Repeat everything in the listing below. Keep each line exact.

※ ※ ※

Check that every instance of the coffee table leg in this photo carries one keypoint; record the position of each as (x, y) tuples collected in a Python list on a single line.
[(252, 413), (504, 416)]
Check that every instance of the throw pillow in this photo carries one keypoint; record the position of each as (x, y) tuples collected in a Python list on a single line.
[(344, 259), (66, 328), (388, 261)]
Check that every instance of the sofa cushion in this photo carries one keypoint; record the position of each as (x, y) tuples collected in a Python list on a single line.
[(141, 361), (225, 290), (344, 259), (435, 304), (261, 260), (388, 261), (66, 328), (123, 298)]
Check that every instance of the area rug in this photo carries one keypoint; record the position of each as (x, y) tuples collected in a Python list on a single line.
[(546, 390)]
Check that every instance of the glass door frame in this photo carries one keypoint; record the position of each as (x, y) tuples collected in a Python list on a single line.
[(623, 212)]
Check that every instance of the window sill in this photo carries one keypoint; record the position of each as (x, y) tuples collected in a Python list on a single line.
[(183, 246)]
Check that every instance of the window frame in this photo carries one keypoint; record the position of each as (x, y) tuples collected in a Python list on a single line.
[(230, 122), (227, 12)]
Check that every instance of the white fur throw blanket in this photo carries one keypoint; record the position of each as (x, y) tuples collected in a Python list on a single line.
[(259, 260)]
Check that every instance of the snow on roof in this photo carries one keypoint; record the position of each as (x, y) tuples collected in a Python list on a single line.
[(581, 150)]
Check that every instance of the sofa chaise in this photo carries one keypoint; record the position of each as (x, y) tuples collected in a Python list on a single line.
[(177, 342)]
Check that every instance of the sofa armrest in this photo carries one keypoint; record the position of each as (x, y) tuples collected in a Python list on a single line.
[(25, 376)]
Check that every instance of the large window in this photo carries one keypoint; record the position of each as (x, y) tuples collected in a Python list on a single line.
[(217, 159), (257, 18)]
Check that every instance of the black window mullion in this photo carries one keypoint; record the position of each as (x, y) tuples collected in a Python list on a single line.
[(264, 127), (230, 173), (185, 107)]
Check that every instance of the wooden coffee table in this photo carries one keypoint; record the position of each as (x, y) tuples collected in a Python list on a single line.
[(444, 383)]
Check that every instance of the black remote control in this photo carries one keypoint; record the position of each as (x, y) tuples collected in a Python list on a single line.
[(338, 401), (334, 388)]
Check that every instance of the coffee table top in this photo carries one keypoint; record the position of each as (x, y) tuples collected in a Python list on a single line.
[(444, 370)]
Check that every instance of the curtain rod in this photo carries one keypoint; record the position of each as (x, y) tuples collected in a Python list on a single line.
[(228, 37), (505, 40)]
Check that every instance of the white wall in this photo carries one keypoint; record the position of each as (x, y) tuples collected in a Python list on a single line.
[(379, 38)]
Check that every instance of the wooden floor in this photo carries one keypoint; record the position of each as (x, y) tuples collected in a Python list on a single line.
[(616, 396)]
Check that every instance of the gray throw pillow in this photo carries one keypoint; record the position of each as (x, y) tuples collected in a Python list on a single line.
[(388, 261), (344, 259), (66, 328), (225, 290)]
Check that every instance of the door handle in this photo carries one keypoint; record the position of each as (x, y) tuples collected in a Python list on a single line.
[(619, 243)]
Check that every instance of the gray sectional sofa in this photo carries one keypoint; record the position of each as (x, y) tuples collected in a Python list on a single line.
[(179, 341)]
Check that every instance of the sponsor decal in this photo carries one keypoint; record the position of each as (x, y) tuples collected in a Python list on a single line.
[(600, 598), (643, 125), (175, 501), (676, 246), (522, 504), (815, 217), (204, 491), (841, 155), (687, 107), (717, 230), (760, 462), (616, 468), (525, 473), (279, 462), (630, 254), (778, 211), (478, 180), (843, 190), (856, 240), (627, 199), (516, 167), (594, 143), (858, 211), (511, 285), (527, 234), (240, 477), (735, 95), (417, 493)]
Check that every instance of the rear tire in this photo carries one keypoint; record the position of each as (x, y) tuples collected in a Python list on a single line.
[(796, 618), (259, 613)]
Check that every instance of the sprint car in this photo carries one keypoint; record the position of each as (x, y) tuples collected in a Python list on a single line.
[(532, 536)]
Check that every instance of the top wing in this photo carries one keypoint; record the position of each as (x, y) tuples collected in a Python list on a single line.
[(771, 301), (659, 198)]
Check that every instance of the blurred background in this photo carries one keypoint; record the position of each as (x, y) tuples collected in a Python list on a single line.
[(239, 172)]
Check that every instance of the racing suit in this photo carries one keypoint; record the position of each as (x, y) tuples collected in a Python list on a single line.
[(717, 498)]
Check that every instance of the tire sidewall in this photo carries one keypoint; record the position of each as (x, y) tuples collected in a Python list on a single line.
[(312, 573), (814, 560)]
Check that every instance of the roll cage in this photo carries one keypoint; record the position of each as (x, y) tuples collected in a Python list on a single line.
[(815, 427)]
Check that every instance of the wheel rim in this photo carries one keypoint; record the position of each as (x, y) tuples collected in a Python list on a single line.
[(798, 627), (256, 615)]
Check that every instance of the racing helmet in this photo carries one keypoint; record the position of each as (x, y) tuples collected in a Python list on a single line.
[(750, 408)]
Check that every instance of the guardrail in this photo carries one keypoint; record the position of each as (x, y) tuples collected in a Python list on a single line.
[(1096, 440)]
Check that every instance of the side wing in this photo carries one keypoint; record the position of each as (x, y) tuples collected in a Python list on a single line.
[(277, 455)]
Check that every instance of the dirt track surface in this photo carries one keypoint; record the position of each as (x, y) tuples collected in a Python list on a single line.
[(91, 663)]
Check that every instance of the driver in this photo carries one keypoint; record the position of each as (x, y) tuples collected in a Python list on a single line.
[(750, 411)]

※ ※ ※

#### REPLY TO THE EXERCISE
Check that every instance of the coffee table leg in this photo carries one keypoint; record the position of each as (x, y) tuples collected in a Python list on a single line.
[(252, 413), (504, 416)]
Check that every instance of the throw pillow in this photo carries one keypoint; record the position of each as (x, y) tuples collected in a Python list on a single line.
[(344, 259), (66, 328), (388, 261)]
Check that every instance of the sofa cushion in this photo carries one keypoint; record the position of each as (x, y) tuples collected in a Python list on a single line.
[(141, 361), (225, 290), (344, 259), (435, 304), (261, 260), (388, 261), (66, 328), (123, 298)]
Check that every instance of the area rug in this photo carries one keypoint; record the position of each as (x, y) tuples collected in a Python list on a single line.
[(546, 390)]
Check that every instance of the glass door frame in this photo carries one keypoint; record the position of each as (x, y) tuples collected in a Python list on a single line.
[(623, 212)]
Check that every instance of the window sill in this photo carries one keypoint; record the position of each as (x, y) tuples collected in a Python list on a single line.
[(183, 246)]
Check that every instance of the window frame in this photo carries one keypoint; record the position of each as (x, y) tuples collected in a Python list on a single line.
[(230, 122), (227, 12)]
Check that every instance of the white fur throw blanket in this photo carries one keypoint; record the position of each as (x, y) tuples collected in a Python list on a single line.
[(259, 260)]
Check that every instance of the snow on roof in this photo carries one keypoint; record the position of each as (x, y) tuples collected in a Python list on a single line.
[(581, 150)]
Check that every instance of the sofa chaise in this photo carries one keypoint; record the position of each as (x, y) tuples collected in a Python list on a single line.
[(177, 342)]
Check that every instance of the sofa armrest in this photo carries one keypoint; record the position of each as (x, y) tuples collected in a Python list on a single line.
[(25, 376)]
Check that every instance of the large window in this photo carries one keypoint; record the position of each as (x, y) tuples collected in a Python list on a single line.
[(217, 159), (257, 18)]
Check that every instance of the black window mullion in this photo carries one keypoint; record the position of each as (x, y) tuples collected in a Python list on a single line.
[(264, 127), (230, 173), (185, 107)]
Check that every instance of the wooden coffee table in this photo carries one keypoint; record the position of each as (x, y) tuples collected in a Python list on a single line.
[(444, 383)]
Check that every instance of the black remote control in this photo carries one keypoint; record the position of each as (x, y) tuples collected in a Python list on a single line.
[(338, 401), (334, 388)]
Check that every instance of the coffee table top in this photo carries one keypoint; record the position of each as (x, y) tuples collected in a Python list on a single line.
[(444, 370)]
Check that every instance of the curtain rod in this photo carries one keypoint; record the position of each as (x, y) tuples collected in a Python list on a single line.
[(228, 37), (505, 40)]
Check that every instance of the white wall in this photo carries one keypoint; record the position of each as (x, y) tuples collected in a Python list on a single line.
[(379, 38)]
Check that every instance of the wooden floor in this photo carries one keypoint; record the position of each as (x, y) tuples collected in a Python list on a single line.
[(616, 396)]
Check that every instance of the gray throw pillow in this photo carries one keypoint; record the position of each as (x, y) tuples collected in a Python list on a single line.
[(388, 261), (344, 259), (66, 328), (225, 290)]
Check that every instance of the door handle in this photo carries one keypoint; record the position of each as (x, y) tuples collected in a Python list on a single line.
[(619, 243)]
Check that every instance of the gray sectional sofa in this photo carries one keypoint; record the position of each as (x, y) tuples collected in a Python list on a single line.
[(179, 341)]
Check that every instance of the sponsor decal in this photo carries one keypoint; record the position of each as (x, y) tuples collected in a Python list on a single line.
[(600, 598), (643, 125), (175, 501), (676, 246), (522, 504), (815, 217), (204, 491), (841, 155), (687, 107), (717, 230), (760, 462), (616, 468), (525, 473), (279, 462), (630, 254), (778, 211), (478, 180), (843, 190), (856, 240), (627, 199), (516, 167), (594, 143), (858, 211), (511, 285), (527, 234), (240, 477), (735, 95), (417, 493)]
Check that every instance of the rear tire in this photo carries one keypoint; record the position of each as (x, y) tuples collected in a Python list on a single line.
[(796, 618), (259, 613)]
Check that every instance of the sprint car in this photo carries one keypoint; record the position of each as (x, y) tuples collected in a Python list on a single line.
[(532, 536)]
Check that every instance of the top wing in this photo carries one keypoint; record the position of each as (x, y) tuples collected in a Python list on a single line.
[(771, 301), (659, 198)]
Check that every instance of the blurred background in this photo carries one keypoint; record the position of each as (x, y) tuples collected in a Python list on a single line.
[(239, 172)]
Check that every instance of the racing suit in this photo carries one keypoint; record the position of each as (x, y) tuples collected in a Python list on a single line.
[(717, 498)]
Check that every instance of the tire sidewall in this photo carries one keypoint; record the position of each as (x, y) tuples collected in a Python list on a single line.
[(312, 573), (814, 560)]
Check that every instance of the roll cage in this photo carries one keypoint; record the position of each as (x, y) tuples collected in a Python list on a single line.
[(815, 427)]
Check that every instance of the wheel rim in this photo carries one keypoint; record the position of each as (x, y) tuples collected in a Python list on a single line.
[(798, 627), (256, 615)]
Check that every instance of the racing helmet in this photo carries one keypoint; record the position of each as (x, y) tuples collected in a Python list on a single line.
[(750, 408)]
Check that every instance of the guardrail in this photo carries one keypoint; record the position of each as (x, y) tuples collected in a Python list on a single line.
[(1096, 440)]
Check that every instance of the side wing in this photo carries one keypoint; record the position of each as (x, y) tuples collected in a Python list on a single line.
[(277, 455)]
Check that every instance of the dirt track surface in this photo carries one keypoint; record the position of each as (x, y) tuples collected in a Python list on a single line.
[(91, 663)]
Check that every instance of the driver in this photo carries one keypoint; record the position of each as (x, y) tuples collected in a Python list on a single line.
[(750, 411)]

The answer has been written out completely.